Eka Darmaputera (16 November 1942 – 29 Juni 2005) adalah seorang pendeta dan teolog Indonesia yang banyak menulis sehingga karya-karya dan pikirannya sering kali muncul dalam berbagai surat kabar nasional Indonesia. Ia juga sering diundang menjadi pembicara di berbagai seminar dan lokakarya, baik di dalam maupun di luar negeri.

Eka Darmaputera

Riwayat Hidup

sunting

Latar belakang dan pendidikan

sunting

Eka dilahirkan dengan nama The Oen Hien sebagai anak sulung dari dua bersaudara dalam sebuah keluarga sederhana pemilik warung kecil yang hidupnya sering kali pas-pasan. Kadang-kadang selama berminggu-minggu mereka hanya mampu makan singkong. Pada 1953 ia lulus dari SD Masehi di Magelang, lalu melanjutkan ke SMP BOPKRI dan lulus dari sana pada 1957. Setelah lulus dari SMA Negeri Magelang pada 1960, ia mula-mula berkeinginan melanjutkan pendidikannya ke Akademi Militer Nasional yang juga terletak di Magelang, karena ia selalu terkesan oleh penampilan para taruna yang rapi dan gagah. Selain itu, ia juga banyak berteman dengan anak kolong - sebutan untuk anak-anak dari keluarga militer - yang tinggal tidak jauh dari rumahnya. Meskipun dilarang, dengan sembunyi-sembunyi Eka sering pergi mengunjungi teman-temannya di kompleks militer. Dengan mereka, Eka kerap kali berkeliling naik sepeda ke daerah Pecinan, sambil mengenakan sarung dan peci. Seperti umumnya anak-anak lelaki seusianya, tak jarang Eka bersama teman-temannya terlibat dalam perkelahian.

Mengingat kondisi keuangan keluarganya, akhirnya Eka memutuskan untuk tidak melanjutkan studinya ke Akademi Militer, melainkan menerima ajakan seorang temannya untuk bersama-sama mendaftar di Sekolah Tinggi Teologi Jakarta (STT Jakarta) untuk menjadi pendeta. Pertimbangannya, belajar di STT Jakarta ia dapat meminta bantuan beasiswa.

### DATA HASIL EKSTRAKSI:

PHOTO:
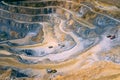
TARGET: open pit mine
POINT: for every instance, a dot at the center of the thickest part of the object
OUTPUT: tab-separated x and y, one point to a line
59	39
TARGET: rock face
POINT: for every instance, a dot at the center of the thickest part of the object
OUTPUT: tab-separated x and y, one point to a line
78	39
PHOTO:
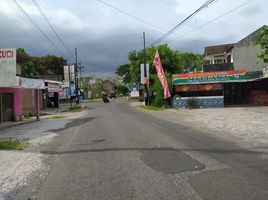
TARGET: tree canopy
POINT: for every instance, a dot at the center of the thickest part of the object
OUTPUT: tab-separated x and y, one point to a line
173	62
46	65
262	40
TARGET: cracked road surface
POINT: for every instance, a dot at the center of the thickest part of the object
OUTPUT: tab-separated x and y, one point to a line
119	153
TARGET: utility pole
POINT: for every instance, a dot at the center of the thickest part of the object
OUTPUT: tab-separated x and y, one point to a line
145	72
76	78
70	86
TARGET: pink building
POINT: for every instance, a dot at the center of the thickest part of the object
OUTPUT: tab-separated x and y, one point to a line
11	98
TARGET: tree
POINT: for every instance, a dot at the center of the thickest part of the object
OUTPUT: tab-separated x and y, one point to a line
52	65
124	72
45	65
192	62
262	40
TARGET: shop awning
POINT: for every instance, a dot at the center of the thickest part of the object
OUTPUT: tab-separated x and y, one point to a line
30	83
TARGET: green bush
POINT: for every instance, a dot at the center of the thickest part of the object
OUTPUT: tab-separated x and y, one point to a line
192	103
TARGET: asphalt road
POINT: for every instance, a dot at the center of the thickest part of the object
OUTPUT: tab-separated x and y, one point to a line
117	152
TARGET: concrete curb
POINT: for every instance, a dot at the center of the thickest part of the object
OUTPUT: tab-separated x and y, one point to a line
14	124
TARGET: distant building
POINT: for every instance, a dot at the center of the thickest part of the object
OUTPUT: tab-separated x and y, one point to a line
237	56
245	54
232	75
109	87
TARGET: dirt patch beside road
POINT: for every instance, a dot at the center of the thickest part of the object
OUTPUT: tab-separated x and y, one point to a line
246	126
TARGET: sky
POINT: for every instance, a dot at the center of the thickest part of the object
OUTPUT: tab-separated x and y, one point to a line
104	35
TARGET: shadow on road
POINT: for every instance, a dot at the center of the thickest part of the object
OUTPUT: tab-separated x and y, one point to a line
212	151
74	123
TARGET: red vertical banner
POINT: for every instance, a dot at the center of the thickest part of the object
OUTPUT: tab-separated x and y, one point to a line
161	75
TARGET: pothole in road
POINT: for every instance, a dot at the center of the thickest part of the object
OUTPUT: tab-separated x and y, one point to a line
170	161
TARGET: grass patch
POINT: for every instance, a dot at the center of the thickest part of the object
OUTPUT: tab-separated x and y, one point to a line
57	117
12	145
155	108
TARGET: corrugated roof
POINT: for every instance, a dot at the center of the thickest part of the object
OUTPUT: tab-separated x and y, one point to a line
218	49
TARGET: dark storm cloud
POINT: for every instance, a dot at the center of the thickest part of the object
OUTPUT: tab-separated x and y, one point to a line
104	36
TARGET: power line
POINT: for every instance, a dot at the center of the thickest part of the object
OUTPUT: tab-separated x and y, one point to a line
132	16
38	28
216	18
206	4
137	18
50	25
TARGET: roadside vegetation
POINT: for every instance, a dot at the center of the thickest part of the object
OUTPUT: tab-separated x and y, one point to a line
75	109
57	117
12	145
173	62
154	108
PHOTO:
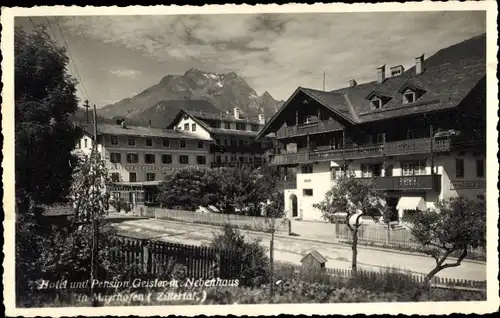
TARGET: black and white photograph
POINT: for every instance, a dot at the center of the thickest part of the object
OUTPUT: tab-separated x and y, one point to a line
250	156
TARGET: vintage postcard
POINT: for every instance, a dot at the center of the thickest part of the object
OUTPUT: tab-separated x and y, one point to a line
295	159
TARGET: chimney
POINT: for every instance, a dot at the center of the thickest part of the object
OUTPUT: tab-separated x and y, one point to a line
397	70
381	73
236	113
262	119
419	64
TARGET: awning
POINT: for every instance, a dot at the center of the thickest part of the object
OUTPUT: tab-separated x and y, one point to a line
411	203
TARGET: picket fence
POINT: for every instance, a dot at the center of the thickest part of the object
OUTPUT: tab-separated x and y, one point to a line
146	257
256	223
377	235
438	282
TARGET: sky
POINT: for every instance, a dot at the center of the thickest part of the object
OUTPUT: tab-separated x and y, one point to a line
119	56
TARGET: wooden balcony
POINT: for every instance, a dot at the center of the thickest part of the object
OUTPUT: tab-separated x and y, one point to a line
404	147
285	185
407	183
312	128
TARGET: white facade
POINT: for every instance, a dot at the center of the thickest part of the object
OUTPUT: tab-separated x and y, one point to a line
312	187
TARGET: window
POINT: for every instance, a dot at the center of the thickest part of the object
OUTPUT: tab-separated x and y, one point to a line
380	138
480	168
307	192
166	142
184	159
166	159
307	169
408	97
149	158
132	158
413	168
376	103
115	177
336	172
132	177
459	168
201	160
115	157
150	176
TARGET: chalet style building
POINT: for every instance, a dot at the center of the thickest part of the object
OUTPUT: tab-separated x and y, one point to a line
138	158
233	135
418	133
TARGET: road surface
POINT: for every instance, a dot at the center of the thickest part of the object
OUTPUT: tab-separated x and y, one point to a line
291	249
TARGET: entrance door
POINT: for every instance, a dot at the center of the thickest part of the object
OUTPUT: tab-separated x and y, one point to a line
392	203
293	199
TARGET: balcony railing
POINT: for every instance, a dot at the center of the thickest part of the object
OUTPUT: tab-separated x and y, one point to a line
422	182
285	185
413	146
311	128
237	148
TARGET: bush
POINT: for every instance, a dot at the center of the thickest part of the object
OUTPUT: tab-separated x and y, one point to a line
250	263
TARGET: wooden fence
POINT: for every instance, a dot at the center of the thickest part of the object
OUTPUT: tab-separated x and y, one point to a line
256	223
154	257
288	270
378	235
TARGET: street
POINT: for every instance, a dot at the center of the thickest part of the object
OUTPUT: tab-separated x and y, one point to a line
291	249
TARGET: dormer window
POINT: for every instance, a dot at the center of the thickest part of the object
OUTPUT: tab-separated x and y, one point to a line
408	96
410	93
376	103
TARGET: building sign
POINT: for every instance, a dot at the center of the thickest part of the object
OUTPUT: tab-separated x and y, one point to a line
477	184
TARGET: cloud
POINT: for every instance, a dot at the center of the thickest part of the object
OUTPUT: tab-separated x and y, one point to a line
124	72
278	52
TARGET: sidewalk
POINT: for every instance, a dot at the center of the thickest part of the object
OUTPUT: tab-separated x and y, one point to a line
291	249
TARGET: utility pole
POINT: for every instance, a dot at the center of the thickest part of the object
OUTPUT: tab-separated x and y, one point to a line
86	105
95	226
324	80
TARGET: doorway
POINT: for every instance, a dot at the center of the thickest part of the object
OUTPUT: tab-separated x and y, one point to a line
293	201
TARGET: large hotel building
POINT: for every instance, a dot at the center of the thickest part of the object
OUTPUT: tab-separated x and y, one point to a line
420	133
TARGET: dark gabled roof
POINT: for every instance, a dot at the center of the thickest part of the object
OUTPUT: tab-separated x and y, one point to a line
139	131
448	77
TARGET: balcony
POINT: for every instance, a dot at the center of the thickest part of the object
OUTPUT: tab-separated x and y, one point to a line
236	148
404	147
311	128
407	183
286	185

### YANG DIKERJAKAN:
Teruskan teks tentang Eka Darmaputera, mulai tepat setelah kalimat terakhirnya. Baris-baris di atas tidak ada hubungannya dengan teks tentang Eka Darmaputera.

### HASIL:
Menjadi mahasiswa

sunting

Setelah lulus ujian masuk, Eka tinggal di asrama STT Jakarta. Meskipun mendapat bantuan beasiswa, kesulitan keuangan Eka ternyata tidak begitu saja selesai. Dalam keadaan terdesak karena kiriman orangtuanya terlambat datang atau memang sangat terbatas, kenakalan Eka kadang-kadang muncul kembali. Bersama teman-temannya, ia malah pernah mencuri barang dari gudang asrama untuk dijual. Masalah keuangan kemudian sedikit teratasi setelah dia diterima mengajar di SMA BPSK Jakarta, dengan gaji Rp 1.500 sebulan.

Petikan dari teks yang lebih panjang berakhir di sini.